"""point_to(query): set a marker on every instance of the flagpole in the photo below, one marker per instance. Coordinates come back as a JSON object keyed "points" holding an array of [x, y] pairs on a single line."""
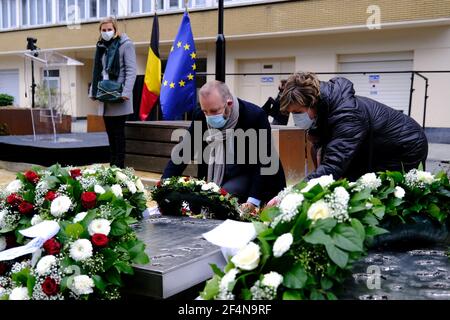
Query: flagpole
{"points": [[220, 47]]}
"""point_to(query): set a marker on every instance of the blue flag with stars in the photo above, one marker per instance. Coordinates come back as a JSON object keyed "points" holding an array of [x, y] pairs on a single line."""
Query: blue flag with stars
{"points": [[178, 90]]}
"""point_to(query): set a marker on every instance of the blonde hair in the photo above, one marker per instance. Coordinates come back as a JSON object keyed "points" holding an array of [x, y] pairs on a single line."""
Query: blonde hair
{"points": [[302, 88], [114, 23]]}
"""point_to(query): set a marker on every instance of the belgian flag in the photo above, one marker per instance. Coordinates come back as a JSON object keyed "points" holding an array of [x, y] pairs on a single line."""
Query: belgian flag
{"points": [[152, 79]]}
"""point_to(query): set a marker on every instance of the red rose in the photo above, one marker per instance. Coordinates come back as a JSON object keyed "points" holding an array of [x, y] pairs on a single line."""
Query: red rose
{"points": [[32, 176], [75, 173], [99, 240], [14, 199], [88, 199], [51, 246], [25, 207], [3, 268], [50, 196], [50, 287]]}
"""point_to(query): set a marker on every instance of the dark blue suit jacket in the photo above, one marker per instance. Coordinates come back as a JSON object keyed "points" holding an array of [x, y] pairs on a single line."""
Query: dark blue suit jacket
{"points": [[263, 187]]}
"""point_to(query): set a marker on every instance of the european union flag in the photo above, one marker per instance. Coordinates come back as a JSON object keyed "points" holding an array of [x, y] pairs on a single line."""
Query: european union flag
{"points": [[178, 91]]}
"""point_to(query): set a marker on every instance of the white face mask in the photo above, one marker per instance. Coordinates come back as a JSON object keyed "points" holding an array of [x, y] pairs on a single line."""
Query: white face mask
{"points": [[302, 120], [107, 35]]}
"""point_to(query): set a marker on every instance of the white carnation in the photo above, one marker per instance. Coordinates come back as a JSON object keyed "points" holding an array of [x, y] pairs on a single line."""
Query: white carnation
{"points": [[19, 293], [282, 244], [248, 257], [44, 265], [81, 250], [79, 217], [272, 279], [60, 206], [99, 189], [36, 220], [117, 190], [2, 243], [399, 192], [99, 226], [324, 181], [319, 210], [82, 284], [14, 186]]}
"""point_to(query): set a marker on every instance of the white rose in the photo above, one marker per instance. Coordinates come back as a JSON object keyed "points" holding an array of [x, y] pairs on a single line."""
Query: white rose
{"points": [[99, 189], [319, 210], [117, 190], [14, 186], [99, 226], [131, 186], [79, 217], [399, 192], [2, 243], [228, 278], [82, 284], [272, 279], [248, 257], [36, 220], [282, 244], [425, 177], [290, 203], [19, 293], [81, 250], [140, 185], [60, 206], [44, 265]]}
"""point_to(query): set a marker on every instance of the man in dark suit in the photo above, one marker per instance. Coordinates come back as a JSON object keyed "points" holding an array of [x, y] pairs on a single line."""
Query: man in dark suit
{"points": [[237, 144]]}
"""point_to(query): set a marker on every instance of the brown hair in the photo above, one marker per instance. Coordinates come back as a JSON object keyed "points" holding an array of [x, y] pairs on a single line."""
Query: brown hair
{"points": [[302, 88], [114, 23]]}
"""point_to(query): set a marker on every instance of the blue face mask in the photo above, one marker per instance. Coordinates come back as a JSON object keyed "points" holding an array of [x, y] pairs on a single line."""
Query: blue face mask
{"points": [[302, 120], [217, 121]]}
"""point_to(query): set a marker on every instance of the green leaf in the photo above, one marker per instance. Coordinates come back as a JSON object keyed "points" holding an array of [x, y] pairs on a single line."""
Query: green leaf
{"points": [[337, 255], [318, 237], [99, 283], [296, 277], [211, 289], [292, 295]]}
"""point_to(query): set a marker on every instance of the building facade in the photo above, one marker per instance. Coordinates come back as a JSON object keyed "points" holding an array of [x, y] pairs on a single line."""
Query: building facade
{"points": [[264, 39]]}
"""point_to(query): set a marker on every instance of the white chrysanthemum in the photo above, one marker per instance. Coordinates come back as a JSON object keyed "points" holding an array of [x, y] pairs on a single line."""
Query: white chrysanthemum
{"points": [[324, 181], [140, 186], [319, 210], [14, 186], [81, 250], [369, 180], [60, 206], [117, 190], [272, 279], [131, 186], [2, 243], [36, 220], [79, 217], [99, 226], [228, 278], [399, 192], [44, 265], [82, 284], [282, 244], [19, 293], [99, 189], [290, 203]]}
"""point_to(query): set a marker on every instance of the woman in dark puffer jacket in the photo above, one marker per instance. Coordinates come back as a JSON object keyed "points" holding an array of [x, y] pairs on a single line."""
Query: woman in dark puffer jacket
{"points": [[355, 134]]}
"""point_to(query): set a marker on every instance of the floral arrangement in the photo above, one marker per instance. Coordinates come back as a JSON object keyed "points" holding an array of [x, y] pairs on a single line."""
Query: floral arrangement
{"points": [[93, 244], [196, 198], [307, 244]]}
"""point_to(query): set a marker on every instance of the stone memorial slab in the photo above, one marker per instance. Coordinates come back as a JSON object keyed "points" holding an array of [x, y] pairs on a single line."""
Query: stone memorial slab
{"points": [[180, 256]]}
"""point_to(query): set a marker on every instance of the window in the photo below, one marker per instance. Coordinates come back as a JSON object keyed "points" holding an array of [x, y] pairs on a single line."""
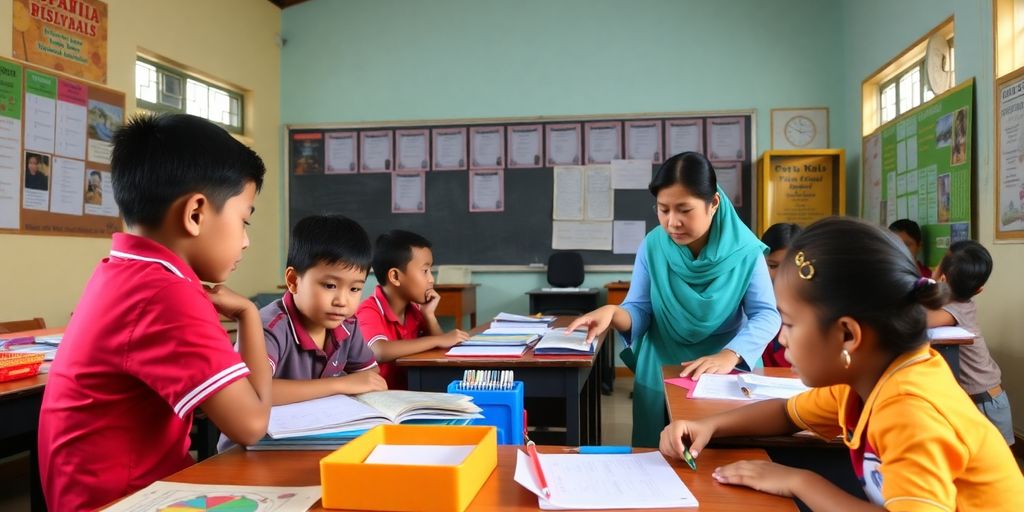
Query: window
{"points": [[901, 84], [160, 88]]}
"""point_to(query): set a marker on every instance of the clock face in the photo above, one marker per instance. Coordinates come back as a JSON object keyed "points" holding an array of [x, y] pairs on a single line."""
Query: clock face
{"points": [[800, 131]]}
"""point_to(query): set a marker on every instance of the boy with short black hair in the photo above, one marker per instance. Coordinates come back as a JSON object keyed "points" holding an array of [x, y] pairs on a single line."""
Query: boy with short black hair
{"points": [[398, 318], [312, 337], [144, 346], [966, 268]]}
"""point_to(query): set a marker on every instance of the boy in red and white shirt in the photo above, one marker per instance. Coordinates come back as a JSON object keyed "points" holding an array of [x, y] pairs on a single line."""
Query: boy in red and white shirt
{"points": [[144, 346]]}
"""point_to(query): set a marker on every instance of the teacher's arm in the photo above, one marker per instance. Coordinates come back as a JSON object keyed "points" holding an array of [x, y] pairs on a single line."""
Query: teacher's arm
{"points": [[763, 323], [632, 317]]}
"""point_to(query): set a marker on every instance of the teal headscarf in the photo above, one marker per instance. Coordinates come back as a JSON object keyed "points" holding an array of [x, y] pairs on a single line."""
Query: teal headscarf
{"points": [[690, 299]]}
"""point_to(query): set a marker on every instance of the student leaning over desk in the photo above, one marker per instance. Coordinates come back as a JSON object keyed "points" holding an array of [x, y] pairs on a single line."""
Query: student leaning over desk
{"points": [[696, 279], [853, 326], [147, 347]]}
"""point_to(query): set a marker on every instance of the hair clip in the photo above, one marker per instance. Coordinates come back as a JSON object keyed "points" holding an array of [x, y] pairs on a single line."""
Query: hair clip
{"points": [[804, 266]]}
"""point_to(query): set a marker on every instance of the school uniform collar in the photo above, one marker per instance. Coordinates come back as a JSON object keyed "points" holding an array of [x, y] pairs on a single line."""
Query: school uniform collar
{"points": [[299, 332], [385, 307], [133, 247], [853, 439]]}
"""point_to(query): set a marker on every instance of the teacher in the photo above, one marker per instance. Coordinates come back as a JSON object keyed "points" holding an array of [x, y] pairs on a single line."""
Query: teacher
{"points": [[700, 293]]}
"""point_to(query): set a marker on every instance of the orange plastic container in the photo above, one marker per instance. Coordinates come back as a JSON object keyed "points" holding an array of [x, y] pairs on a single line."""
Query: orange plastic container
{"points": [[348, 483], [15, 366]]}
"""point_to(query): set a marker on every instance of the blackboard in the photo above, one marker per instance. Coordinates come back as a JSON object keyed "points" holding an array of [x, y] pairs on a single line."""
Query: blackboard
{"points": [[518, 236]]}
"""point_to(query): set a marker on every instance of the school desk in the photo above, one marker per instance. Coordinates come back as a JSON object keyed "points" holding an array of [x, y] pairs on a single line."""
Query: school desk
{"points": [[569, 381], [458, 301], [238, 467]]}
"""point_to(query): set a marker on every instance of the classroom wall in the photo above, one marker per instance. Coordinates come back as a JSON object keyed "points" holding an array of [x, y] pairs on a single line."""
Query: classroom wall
++++++
§ WHAT THE TASK REQUIRES: Add 8 to every coordinate value in the answers, and write out all the lines of the material from the line containing "the school desk" through the final line, requests included.

§ WRITTEN SOLUTION:
"""point_to(query): set a marker on every instance of the school desk in the photo above, one marker per instance. Coordinates come back as a JSON object keyed "points" holding an array of [x, y] pairs on a single line."""
Query: school desk
{"points": [[577, 389], [466, 309], [246, 475]]}
"""point_to(query): set a marker on every instance of the classroom wall in the photo above, one marker per instance. Coordinates come back as a JSON object keyed "points" holding an array of [x, y] pairs on a single line."""
Query: classroom wall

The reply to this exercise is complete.